**Requirements**
Return every line of the records below that contains the string "flag", treating uppercase and lowercase letters as distinct.

+++ Supplied data

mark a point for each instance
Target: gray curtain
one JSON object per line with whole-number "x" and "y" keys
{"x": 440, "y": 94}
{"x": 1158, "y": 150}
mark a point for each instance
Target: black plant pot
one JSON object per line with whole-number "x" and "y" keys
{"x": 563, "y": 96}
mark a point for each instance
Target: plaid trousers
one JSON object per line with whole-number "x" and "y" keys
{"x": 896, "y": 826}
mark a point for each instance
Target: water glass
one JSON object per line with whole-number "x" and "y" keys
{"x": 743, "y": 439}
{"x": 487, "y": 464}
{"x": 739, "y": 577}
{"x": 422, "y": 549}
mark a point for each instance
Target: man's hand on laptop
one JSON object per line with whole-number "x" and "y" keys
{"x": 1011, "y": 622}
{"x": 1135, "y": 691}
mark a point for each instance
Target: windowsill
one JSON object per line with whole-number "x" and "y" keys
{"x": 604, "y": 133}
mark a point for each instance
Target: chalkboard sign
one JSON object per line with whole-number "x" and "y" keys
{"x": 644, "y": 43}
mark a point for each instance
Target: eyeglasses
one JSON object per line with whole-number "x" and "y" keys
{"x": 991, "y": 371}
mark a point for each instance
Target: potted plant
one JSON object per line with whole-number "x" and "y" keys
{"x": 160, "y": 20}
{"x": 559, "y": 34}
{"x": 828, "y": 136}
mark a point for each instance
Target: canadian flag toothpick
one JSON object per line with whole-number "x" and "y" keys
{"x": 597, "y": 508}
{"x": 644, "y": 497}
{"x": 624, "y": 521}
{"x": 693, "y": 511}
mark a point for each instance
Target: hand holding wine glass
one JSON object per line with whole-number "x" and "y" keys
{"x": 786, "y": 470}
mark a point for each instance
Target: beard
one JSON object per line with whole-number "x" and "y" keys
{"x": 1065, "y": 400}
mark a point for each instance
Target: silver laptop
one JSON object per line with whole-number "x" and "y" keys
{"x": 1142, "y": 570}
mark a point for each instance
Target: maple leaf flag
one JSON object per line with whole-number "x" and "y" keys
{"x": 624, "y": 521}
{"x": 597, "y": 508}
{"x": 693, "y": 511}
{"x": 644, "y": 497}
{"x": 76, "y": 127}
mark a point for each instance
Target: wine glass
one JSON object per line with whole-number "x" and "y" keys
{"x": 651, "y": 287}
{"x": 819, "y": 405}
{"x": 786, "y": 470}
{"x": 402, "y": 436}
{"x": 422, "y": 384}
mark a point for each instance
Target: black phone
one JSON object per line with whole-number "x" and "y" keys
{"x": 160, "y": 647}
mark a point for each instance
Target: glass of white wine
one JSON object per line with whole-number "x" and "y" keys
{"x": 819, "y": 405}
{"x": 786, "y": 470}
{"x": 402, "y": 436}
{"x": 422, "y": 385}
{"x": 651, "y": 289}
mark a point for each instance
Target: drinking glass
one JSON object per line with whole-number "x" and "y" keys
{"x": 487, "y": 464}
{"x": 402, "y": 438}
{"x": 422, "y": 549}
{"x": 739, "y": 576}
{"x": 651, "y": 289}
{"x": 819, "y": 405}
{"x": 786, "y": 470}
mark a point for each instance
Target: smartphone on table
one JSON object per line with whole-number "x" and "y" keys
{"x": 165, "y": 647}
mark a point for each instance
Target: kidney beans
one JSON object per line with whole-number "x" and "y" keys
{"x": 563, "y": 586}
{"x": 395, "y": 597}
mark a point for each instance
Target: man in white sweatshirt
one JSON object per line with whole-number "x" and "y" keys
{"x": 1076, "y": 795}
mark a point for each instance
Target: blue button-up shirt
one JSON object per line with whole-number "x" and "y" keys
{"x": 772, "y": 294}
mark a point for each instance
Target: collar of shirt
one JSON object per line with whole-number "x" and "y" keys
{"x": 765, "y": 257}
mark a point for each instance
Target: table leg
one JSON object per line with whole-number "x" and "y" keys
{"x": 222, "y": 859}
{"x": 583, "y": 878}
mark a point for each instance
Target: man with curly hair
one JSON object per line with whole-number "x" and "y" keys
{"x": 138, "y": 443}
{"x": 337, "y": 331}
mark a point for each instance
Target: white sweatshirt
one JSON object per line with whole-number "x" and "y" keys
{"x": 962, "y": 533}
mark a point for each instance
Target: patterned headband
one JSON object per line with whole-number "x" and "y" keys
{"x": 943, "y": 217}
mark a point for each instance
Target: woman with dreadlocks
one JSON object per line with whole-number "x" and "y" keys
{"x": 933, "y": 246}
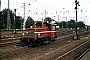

++++++

**Written response**
Target: canadian flag toothpick
Target: maple leaf flag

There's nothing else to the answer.